Exercise brief - A faithful, word-for-word transcription of all the data is what is needed.

Dataset records -
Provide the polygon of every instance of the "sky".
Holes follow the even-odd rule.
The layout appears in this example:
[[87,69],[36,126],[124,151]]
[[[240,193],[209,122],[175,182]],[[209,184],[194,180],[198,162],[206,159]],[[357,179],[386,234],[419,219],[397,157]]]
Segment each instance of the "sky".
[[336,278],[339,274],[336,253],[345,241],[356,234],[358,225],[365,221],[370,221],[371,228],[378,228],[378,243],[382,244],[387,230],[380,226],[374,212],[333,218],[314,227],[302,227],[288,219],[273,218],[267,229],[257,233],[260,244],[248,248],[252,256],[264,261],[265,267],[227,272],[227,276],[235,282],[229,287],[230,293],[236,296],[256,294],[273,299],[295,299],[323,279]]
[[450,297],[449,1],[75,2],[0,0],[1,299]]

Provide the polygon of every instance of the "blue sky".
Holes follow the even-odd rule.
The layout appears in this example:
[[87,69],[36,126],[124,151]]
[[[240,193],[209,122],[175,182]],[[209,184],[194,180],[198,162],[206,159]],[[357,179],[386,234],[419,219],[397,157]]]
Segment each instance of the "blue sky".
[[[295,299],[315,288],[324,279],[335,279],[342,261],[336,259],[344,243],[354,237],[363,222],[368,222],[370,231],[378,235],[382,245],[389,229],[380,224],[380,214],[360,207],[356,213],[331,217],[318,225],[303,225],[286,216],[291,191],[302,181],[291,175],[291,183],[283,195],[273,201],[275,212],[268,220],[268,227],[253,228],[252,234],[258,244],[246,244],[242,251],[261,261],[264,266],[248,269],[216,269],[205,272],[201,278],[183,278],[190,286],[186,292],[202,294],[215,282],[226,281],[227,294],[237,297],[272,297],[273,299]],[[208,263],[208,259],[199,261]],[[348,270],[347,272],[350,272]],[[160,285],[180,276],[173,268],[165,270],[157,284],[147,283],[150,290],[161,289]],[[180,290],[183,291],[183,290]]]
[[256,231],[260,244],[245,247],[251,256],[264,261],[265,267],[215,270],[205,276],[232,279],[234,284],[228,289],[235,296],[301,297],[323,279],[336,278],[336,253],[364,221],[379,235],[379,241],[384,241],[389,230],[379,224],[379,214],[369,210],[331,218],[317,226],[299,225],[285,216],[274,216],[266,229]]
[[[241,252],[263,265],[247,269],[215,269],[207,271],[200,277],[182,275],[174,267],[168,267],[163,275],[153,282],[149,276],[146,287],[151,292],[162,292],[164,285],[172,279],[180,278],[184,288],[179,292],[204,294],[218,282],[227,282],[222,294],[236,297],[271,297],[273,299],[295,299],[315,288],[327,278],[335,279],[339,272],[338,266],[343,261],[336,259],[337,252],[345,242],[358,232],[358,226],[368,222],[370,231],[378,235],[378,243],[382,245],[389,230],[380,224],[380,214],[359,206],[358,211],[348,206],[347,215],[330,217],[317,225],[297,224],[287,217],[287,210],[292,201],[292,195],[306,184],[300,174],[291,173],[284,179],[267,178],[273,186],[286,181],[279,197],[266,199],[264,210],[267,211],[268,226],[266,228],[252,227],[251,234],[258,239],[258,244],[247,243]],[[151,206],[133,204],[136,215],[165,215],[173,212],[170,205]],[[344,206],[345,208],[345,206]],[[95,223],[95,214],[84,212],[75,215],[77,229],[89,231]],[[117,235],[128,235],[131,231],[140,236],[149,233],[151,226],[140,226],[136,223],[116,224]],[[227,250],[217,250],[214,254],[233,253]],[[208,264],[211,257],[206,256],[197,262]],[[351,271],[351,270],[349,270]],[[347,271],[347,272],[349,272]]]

Completed exercise -
Provide the polygon of every instance of the "sky".
Holes follow the even-odd rule.
The layout appears in this example:
[[87,69],[36,126],[124,151]]
[[[240,193],[209,122],[175,182]],[[209,184],[194,180],[198,162],[206,159]],[[357,179],[386,234],[419,219],[397,157]]]
Segment each instance of the "sky".
[[336,278],[339,274],[336,253],[345,241],[356,234],[358,225],[365,221],[370,221],[371,228],[378,228],[378,243],[382,244],[387,230],[380,226],[374,212],[333,218],[314,227],[302,227],[288,219],[273,218],[267,229],[257,233],[260,244],[248,248],[252,256],[264,261],[265,267],[227,272],[227,276],[235,282],[229,287],[230,293],[236,296],[256,294],[273,299],[295,299],[323,279]]
[[450,297],[449,1],[75,2],[0,0],[1,299]]

Provide the polygon of every instance of the "blue sky".
Holes follow the even-odd rule.
The layout appears in this example:
[[87,69],[36,126],[124,151]]
[[[240,193],[209,122],[175,182]],[[209,184],[194,180],[198,162],[206,159]],[[357,179],[386,234],[419,219],[397,157]]]
Segment each instance of the "blue sky".
[[[295,299],[315,288],[324,279],[335,279],[342,261],[336,259],[344,243],[354,237],[363,222],[368,222],[370,231],[378,235],[382,245],[389,229],[380,224],[380,214],[360,207],[356,213],[331,217],[318,225],[303,225],[286,216],[291,191],[302,181],[291,175],[291,183],[283,195],[273,201],[275,212],[268,220],[268,227],[253,228],[252,234],[258,244],[246,244],[242,251],[261,261],[264,266],[248,269],[216,269],[205,272],[201,278],[183,278],[190,286],[186,292],[202,294],[215,282],[226,281],[227,294],[237,297],[272,297],[273,299]],[[208,263],[208,259],[199,261]],[[348,270],[347,272],[350,272]],[[160,285],[180,276],[173,268],[165,270],[157,284],[147,283],[150,290],[161,289]],[[180,290],[183,291],[183,290]]]
[[256,231],[260,244],[245,247],[251,256],[264,261],[265,267],[215,270],[205,276],[232,279],[234,284],[228,289],[235,296],[301,297],[323,279],[336,278],[336,253],[364,221],[379,235],[379,241],[384,241],[389,230],[379,224],[379,214],[369,210],[331,218],[317,226],[299,225],[285,216],[274,216],[266,229]]
[[[241,252],[263,265],[247,269],[215,269],[207,271],[200,277],[182,275],[174,267],[168,267],[163,275],[153,282],[149,276],[146,287],[151,292],[162,292],[164,285],[172,279],[180,278],[184,288],[179,292],[204,294],[218,282],[227,282],[222,294],[236,297],[271,297],[273,299],[295,299],[315,288],[327,278],[335,279],[339,272],[338,266],[343,261],[336,259],[337,252],[345,242],[358,232],[358,226],[368,222],[370,231],[378,235],[378,243],[382,245],[389,230],[380,224],[380,214],[359,206],[358,211],[348,206],[347,215],[330,217],[317,225],[297,224],[287,217],[287,210],[292,201],[292,195],[306,184],[300,174],[291,173],[284,179],[267,178],[273,186],[286,181],[279,197],[266,199],[264,210],[267,211],[268,226],[266,228],[252,227],[251,234],[258,239],[258,244],[247,243]],[[151,206],[133,204],[136,215],[165,215],[173,212],[170,205]],[[344,206],[345,208],[345,206]],[[95,223],[95,214],[84,212],[75,215],[77,229],[89,231]],[[117,235],[128,235],[131,231],[140,236],[149,233],[151,226],[140,226],[136,223],[116,224]],[[227,250],[217,250],[214,254],[233,253]],[[208,264],[211,257],[206,256],[197,262]],[[351,271],[351,270],[349,270]],[[347,271],[347,272],[349,272]]]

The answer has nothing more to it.